Data items

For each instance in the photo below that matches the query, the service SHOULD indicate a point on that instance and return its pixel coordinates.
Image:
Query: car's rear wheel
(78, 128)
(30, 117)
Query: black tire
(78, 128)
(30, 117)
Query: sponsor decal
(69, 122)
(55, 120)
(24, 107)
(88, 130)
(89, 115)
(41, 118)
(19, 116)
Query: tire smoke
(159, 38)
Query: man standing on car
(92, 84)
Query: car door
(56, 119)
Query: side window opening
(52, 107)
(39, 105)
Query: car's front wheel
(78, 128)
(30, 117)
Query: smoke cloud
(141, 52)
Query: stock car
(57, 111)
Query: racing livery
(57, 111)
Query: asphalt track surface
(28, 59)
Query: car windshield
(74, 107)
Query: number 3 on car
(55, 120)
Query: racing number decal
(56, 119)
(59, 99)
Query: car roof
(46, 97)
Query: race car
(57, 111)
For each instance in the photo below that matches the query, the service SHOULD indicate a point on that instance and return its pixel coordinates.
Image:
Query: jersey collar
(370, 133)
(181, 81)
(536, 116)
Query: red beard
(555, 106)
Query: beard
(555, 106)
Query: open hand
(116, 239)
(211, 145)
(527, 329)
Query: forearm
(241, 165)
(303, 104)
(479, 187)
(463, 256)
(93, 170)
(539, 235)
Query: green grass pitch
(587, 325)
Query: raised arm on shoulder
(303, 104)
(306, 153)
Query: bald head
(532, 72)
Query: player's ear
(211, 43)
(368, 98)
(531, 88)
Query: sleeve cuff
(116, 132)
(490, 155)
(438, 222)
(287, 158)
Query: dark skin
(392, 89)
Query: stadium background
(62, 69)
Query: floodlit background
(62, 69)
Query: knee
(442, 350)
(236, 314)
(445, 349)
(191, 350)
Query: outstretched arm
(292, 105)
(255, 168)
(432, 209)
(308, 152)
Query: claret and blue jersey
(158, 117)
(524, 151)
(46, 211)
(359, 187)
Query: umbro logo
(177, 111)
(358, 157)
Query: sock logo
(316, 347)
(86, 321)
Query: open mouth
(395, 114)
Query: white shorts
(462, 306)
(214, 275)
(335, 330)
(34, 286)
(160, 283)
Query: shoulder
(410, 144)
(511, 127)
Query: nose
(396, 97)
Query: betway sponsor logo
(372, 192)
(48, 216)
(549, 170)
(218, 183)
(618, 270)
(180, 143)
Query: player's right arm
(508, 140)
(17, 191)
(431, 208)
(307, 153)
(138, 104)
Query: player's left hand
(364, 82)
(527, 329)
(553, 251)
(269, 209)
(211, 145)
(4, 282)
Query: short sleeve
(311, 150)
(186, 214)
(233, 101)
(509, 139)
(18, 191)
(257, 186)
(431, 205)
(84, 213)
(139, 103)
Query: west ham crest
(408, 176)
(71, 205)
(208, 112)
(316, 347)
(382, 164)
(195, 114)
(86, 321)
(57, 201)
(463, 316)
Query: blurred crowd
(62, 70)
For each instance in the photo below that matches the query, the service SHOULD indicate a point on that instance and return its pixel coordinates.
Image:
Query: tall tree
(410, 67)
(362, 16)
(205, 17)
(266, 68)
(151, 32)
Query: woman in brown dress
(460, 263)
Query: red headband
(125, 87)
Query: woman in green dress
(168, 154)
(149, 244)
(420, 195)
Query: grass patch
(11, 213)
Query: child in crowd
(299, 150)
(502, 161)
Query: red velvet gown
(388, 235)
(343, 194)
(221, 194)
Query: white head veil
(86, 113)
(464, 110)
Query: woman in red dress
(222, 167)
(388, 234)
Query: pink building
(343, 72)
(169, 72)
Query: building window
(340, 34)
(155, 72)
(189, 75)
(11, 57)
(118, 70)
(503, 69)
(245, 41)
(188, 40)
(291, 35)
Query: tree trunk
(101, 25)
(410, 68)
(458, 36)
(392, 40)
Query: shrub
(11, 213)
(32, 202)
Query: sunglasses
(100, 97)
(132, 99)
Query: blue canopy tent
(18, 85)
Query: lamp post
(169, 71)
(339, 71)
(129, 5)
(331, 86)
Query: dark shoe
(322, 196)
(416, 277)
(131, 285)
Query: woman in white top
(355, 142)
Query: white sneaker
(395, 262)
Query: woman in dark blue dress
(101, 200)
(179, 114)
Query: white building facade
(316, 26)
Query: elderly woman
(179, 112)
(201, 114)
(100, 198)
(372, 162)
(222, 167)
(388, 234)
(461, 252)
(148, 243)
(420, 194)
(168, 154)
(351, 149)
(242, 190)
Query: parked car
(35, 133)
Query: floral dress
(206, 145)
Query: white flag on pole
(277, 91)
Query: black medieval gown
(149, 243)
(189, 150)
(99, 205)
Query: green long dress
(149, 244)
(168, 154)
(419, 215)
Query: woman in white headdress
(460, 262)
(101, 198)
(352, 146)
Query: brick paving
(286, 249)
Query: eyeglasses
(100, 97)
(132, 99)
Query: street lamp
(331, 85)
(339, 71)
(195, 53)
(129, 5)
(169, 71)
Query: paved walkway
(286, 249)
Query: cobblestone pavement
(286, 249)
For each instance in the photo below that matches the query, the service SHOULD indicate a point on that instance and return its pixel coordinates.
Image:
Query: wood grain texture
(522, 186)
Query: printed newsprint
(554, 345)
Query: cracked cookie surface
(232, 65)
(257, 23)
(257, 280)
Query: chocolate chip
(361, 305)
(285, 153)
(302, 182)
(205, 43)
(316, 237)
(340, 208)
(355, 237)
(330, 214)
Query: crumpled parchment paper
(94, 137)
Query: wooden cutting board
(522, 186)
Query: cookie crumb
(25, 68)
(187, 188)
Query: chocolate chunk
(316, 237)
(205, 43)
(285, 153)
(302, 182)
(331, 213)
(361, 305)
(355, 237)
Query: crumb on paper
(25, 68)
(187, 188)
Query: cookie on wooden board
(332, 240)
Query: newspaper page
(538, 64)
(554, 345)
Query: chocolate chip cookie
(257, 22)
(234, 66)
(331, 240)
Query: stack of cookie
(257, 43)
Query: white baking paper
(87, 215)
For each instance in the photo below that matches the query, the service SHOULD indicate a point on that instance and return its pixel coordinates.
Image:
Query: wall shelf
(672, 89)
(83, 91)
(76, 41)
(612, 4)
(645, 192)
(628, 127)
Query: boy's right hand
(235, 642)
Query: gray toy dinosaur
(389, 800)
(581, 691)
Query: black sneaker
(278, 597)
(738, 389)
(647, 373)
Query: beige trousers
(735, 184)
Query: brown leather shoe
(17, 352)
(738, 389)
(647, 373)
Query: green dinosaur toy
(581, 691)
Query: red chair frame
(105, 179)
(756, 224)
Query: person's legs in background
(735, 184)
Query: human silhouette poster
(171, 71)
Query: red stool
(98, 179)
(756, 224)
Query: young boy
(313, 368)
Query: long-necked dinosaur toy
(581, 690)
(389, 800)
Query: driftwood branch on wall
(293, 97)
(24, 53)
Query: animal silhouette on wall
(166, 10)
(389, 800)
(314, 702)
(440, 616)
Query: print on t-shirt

- _REQUIRED TASK_
Could you extract every one of the rows above and reproduce each line verbatim, in its original order?

- _RESPONSE BELOW_
For each instance in the photo below that matches the query, the service SHOULD indicate a point on that instance and return its pixel coordinates.
Image:
Query: car's rear wheel
(78, 128)
(30, 117)
Query: black tire
(78, 128)
(30, 117)
Query: sponsor decal
(69, 122)
(55, 120)
(24, 107)
(88, 130)
(89, 115)
(41, 118)
(19, 116)
Query: tire smoke
(159, 38)
Query: man standing on car
(92, 84)
Query: car door
(56, 119)
Query: side window opening
(52, 107)
(39, 105)
Query: car's front wheel
(78, 128)
(30, 117)
Query: smoke cloud
(141, 52)
Query: stock car
(57, 111)
Query: racing livery
(57, 111)
Query: asphalt track surface
(28, 59)
Query: car windshield
(74, 107)
Query: number 3 on car
(55, 120)
Query: racing number decal
(56, 119)
(59, 99)
Query: car roof
(46, 97)
Query: race car
(57, 111)
For each instance in the photo below that matches the query, the service SHOULD indicate a point on that instance and return its pixel coordinates.
Image:
Query: jersey collar
(370, 133)
(181, 81)
(536, 116)
Query: red beard
(555, 106)
Query: beard
(555, 106)
Query: open hand
(116, 239)
(211, 145)
(527, 329)
Query: forearm
(241, 165)
(303, 104)
(479, 187)
(463, 256)
(93, 170)
(539, 235)
Query: green grass pitch
(587, 325)
Query: raised arm on shoulder
(303, 104)
(306, 153)
Query: bald head
(532, 72)
Query: player's ear
(211, 43)
(368, 98)
(531, 88)
Query: sleeve cuff
(116, 132)
(490, 155)
(438, 222)
(287, 158)
Query: dark skin
(392, 89)
Query: stadium background
(62, 69)
Query: floodlit background
(62, 69)
Query: knee
(442, 350)
(236, 314)
(445, 349)
(191, 350)
Query: outstretched arm
(292, 105)
(255, 168)
(432, 209)
(308, 152)
Query: claret and blue jersey
(158, 117)
(524, 151)
(46, 211)
(359, 187)
Query: umbro logo
(177, 111)
(358, 157)
Query: sock logo
(316, 347)
(86, 321)
Query: open mouth
(395, 114)
Query: white shorts
(462, 306)
(214, 275)
(335, 330)
(34, 286)
(160, 283)
Query: shoulder
(410, 144)
(511, 127)
Query: nose
(396, 97)
Query: betway sponsor logo
(372, 192)
(48, 216)
(549, 170)
(218, 183)
(618, 270)
(180, 143)
Query: player's right arm
(508, 140)
(17, 191)
(431, 208)
(307, 153)
(138, 104)
Query: player's left hand
(364, 82)
(527, 329)
(553, 251)
(269, 209)
(211, 145)
(4, 282)
Query: short sleeve
(311, 150)
(186, 214)
(233, 101)
(509, 139)
(18, 191)
(257, 186)
(431, 205)
(84, 213)
(139, 103)
Query: west ham crest
(408, 176)
(71, 205)
(208, 112)
(316, 347)
(382, 164)
(195, 114)
(86, 321)
(57, 201)
(463, 316)
Query: blurred crowd
(62, 70)
For each instance in the photo below that matches the query, the service SHOULD indicate a point on that instance and return its pixel coordinates.
Image:
Query: tall tree
(410, 67)
(362, 16)
(205, 17)
(266, 68)
(151, 32)
Query: woman in brown dress
(460, 263)
Query: red headband
(125, 87)
Query: woman in green dress
(168, 154)
(149, 244)
(420, 195)
Query: grass patch
(11, 213)
Query: child in crowd
(299, 150)
(502, 161)
Query: red velvet gown
(388, 235)
(343, 194)
(221, 194)
Query: white head veil
(86, 113)
(464, 110)
Query: woman in red dress
(222, 167)
(388, 234)
Query: pink building
(343, 72)
(169, 72)
Query: building window
(340, 34)
(155, 72)
(189, 75)
(11, 57)
(118, 70)
(503, 69)
(245, 41)
(188, 40)
(291, 35)
Query: tree trunk
(101, 25)
(410, 68)
(458, 36)
(392, 40)
Query: shrub
(11, 213)
(32, 202)
Query: sunglasses
(100, 97)
(132, 99)
Query: blue canopy tent
(18, 85)
Query: lamp post
(169, 71)
(339, 71)
(129, 5)
(331, 86)
Query: dark shoe
(322, 196)
(416, 277)
(131, 285)
Query: woman in white top
(355, 142)
Query: white sneaker
(395, 262)
Query: woman in dark blue dress
(101, 200)
(179, 114)
Query: white building facade
(316, 26)
Query: elderly woman
(179, 112)
(201, 114)
(100, 198)
(372, 162)
(222, 167)
(388, 234)
(461, 252)
(148, 243)
(420, 194)
(168, 154)
(351, 149)
(242, 190)
Query: parked car
(35, 133)
Query: floral dress
(206, 145)
Query: white flag on pole
(277, 91)
Query: black medieval gown
(149, 243)
(189, 150)
(99, 205)
Query: green long dress
(149, 244)
(168, 154)
(419, 215)
Query: woman in white headdress
(460, 262)
(101, 198)
(352, 146)
Query: brick paving
(286, 249)
Query: eyeglasses
(100, 97)
(132, 99)
Query: street lamp
(331, 85)
(339, 71)
(195, 53)
(129, 5)
(169, 71)
Query: paved walkway
(286, 249)
Query: cobblestone pavement
(286, 249)
For each instance in the photo below that matches the query, the service SHOULD indicate a point on that instance and return its pixel coordinates.
Image:
Query: wood grain texture
(522, 186)
Query: printed newsprint
(554, 345)
Query: cracked cookie surface
(232, 65)
(257, 23)
(257, 280)
Query: chocolate chip
(361, 305)
(285, 153)
(302, 182)
(205, 43)
(316, 237)
(340, 208)
(355, 237)
(330, 214)
Query: crumpled parchment paper
(94, 137)
Query: wooden cutting board
(522, 186)
Query: cookie crumb
(25, 68)
(187, 188)
Query: chocolate chunk
(316, 237)
(205, 43)
(285, 153)
(302, 182)
(331, 213)
(361, 305)
(355, 237)
Query: crumb on paper
(25, 68)
(187, 188)
Query: cookie on wooden board
(332, 240)
Query: newspaper page
(538, 64)
(554, 345)
Query: chocolate chip cookie
(257, 22)
(234, 66)
(331, 240)
Query: stack of cookie
(257, 43)
Query: white baking paper
(87, 215)
For each instance in the photo below that matches the query, the service SHOULD indicate a point on that instance and return its pixel coordinates.
Image:
Query: wall shelf
(672, 89)
(83, 91)
(76, 41)
(612, 4)
(645, 192)
(628, 127)
Query: boy's right hand
(235, 642)
Query: gray toy dinosaur
(389, 800)
(581, 691)
Query: black sneaker
(278, 597)
(738, 389)
(647, 373)
Query: beige trousers
(735, 184)
Query: brown leather shoe
(17, 352)
(738, 389)
(647, 373)
Query: green dinosaur toy
(581, 691)
Query: red chair frame
(105, 179)
(756, 224)
Query: person's legs in background
(735, 184)
Query: human silhouette poster
(171, 71)
Query: red stool
(98, 179)
(756, 224)
Query: young boy
(313, 368)
Query: long-necked dinosaur toy
(581, 690)
(389, 800)
Query: driftwood branch on wall
(293, 97)
(24, 53)
Query: animal silhouette on wall
(166, 10)
(389, 800)
(314, 702)
(440, 616)
Query: print on t-shirt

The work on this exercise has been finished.